> Task goal: Reproduce the following records exactly from the line containing "Reviewer note: confirm each instance of the furry" onward, ending with the last line and including it.

> Dataset entries:
╔══

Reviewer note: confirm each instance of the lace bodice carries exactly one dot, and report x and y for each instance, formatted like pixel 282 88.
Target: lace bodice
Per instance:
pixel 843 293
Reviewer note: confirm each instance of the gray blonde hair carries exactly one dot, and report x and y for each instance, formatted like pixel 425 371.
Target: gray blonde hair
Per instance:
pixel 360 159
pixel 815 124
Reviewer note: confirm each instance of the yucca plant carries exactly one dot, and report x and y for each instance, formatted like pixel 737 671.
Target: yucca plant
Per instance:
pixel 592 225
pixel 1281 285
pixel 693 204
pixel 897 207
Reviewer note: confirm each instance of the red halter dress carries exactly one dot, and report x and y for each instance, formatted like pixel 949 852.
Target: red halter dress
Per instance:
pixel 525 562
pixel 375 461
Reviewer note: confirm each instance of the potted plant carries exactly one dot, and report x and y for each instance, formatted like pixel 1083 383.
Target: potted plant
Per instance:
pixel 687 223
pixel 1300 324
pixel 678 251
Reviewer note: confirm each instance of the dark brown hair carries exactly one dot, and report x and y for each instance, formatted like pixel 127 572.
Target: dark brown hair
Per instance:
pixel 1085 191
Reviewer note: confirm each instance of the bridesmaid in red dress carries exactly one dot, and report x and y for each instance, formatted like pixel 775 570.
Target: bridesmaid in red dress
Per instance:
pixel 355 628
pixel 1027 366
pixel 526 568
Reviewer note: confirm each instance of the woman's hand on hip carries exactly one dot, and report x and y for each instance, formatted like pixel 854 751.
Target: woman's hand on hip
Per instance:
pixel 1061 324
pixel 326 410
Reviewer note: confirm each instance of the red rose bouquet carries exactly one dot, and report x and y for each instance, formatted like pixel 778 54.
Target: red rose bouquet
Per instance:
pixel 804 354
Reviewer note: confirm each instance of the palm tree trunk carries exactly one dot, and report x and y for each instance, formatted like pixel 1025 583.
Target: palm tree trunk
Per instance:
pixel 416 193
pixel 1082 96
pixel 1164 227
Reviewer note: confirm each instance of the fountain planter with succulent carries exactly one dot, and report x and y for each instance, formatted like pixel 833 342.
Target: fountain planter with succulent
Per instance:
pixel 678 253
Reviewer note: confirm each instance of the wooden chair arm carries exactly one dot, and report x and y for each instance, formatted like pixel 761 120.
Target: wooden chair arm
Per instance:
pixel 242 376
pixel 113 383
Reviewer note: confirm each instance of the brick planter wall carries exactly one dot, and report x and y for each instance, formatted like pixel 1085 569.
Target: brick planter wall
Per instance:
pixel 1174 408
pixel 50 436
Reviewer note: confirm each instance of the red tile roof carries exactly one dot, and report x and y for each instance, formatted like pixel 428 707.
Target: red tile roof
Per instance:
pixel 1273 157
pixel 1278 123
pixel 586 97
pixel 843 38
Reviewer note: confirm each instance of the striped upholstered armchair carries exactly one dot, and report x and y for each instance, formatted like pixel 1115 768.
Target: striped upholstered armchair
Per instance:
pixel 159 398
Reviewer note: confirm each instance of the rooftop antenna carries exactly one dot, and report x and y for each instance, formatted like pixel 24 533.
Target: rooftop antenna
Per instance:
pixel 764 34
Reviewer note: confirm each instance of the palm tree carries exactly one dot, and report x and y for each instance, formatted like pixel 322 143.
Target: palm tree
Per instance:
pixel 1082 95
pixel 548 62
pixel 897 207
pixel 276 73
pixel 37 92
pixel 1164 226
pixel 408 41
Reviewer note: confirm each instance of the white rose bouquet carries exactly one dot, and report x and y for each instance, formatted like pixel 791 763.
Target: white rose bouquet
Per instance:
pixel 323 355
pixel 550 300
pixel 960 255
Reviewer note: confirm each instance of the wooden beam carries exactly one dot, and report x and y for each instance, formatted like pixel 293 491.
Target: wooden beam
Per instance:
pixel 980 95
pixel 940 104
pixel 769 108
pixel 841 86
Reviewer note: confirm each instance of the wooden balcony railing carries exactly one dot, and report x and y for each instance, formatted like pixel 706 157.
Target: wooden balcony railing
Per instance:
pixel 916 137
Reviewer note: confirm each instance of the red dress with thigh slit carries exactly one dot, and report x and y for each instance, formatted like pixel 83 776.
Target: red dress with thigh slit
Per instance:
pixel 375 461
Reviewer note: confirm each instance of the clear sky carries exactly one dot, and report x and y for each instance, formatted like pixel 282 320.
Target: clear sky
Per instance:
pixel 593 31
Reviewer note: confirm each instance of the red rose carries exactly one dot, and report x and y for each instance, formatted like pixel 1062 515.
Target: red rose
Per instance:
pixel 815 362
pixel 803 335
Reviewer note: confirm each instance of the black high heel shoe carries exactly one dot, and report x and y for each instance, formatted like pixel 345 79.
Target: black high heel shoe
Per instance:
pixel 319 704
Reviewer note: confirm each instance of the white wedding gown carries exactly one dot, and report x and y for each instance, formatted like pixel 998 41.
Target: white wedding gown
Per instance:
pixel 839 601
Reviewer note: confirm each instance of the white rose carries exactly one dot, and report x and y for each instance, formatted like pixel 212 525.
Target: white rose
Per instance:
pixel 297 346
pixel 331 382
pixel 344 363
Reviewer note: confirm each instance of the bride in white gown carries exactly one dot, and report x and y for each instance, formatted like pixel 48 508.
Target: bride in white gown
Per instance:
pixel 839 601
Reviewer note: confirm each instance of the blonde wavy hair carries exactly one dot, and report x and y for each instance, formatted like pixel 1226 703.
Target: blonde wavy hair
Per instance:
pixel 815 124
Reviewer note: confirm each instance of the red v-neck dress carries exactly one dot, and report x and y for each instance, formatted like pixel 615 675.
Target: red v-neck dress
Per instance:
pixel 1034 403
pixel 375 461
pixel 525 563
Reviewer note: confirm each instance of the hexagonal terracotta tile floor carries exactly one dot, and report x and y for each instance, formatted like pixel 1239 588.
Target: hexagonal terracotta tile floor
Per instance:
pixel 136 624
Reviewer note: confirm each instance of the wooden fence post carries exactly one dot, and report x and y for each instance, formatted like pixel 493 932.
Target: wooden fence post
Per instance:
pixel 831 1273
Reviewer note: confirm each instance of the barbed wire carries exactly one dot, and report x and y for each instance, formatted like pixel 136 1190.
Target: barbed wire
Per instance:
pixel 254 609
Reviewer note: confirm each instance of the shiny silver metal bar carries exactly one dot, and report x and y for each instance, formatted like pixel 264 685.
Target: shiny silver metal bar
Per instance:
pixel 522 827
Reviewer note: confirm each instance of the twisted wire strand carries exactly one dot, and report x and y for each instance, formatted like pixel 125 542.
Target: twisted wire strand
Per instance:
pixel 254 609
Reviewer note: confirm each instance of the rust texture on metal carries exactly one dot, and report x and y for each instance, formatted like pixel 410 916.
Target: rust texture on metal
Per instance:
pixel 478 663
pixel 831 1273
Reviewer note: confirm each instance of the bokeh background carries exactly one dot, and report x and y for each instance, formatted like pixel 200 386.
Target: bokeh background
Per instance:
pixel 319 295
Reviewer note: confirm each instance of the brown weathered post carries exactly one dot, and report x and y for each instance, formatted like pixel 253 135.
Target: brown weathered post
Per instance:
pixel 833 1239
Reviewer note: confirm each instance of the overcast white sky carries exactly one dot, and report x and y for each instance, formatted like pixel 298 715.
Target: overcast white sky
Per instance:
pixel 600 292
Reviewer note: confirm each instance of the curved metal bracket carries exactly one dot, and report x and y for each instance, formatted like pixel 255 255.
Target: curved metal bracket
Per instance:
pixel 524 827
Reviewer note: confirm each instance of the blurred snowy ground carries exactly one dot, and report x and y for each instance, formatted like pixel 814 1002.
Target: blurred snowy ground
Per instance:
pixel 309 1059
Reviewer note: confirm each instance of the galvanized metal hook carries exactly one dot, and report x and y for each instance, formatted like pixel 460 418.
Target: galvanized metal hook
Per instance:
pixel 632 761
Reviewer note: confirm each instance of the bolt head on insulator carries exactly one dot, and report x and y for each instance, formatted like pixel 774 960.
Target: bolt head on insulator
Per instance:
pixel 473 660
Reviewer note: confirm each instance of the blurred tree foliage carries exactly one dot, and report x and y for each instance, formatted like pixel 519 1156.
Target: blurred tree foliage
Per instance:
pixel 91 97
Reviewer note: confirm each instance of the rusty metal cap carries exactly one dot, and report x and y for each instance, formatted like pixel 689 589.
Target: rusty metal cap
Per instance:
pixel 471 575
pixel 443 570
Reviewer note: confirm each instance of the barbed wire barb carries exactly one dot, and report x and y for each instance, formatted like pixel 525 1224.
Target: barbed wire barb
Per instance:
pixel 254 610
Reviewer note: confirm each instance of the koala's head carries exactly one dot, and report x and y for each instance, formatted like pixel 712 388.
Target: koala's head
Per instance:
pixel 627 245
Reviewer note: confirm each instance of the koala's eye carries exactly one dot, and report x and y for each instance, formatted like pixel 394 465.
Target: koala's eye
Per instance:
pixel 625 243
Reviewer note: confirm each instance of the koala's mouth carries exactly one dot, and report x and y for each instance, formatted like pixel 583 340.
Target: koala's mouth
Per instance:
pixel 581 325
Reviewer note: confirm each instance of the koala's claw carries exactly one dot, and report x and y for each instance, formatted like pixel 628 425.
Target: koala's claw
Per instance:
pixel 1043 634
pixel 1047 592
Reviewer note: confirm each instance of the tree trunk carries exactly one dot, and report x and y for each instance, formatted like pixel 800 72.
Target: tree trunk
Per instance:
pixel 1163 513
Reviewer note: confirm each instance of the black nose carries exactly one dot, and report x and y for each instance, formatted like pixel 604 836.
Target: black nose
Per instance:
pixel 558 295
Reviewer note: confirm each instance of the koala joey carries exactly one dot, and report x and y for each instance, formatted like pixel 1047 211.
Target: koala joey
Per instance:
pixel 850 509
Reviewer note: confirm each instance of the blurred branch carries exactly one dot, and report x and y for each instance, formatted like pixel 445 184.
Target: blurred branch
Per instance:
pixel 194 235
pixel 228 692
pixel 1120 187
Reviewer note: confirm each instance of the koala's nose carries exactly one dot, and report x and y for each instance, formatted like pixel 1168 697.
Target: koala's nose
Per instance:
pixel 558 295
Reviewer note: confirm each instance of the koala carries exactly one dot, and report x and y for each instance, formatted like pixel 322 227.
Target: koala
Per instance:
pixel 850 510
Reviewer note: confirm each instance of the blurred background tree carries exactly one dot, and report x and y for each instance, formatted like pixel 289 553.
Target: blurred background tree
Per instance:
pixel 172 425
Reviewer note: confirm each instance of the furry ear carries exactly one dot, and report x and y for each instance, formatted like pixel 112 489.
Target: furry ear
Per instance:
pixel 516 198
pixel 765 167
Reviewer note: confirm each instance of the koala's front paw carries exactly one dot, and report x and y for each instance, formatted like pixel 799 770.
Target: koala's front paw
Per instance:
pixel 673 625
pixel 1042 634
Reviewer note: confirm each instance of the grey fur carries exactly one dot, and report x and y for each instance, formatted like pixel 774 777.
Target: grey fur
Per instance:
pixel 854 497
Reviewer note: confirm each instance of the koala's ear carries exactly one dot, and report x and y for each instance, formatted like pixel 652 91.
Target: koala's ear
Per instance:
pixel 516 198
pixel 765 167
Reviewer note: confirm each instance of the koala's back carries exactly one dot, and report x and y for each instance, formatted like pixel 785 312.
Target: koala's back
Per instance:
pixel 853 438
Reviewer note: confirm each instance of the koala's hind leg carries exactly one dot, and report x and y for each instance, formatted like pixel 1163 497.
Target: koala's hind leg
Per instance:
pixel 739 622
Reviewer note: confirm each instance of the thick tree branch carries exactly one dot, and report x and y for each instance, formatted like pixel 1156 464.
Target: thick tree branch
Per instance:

╚══

> Right answer:
Reviewer note: confirm each instance of the furry ear carries exactly one dot, and report x and y for each instance, formatted like pixel 112 489.
Target: furry ear
Per instance:
pixel 516 198
pixel 765 167
Reviewer note: confirm each instance of the koala's front paw carries exactly one dot, and report x and y for each instance, formatted like pixel 799 770.
Target: koala's front paw
Per instance:
pixel 673 625
pixel 1042 634
Reviewer note: confirm each instance of the grey fur carries exactly one dot, and report x and y for each instance, formatted like pixel 774 777.
Target: grey fur
Per instance:
pixel 854 497
Reviewer note: confirm each instance of the koala's ear carries exactly one dot, and report x and y for each instance, formatted like pixel 652 91.
Target: koala's ear
Per instance:
pixel 516 198
pixel 765 167
Reviewer note: confirm each instance of the koala's back carries exactly one dot, and report x and y for each instance, formatted like pixel 785 312.
Target: koala's back
Per instance:
pixel 853 438
Reviewer note: confirm each instance of the koala's hind leg carries exactly one dot, and report x and y for each instance, formatted like pixel 1163 497.
Target: koala's hind leg
Per instance:
pixel 739 622
Reviewer note: confirm each instance of the thick tree branch carries exactly one dot, and report x and y for each instance, formatted like pixel 1156 464.
Target: thick tree branch
Per instance:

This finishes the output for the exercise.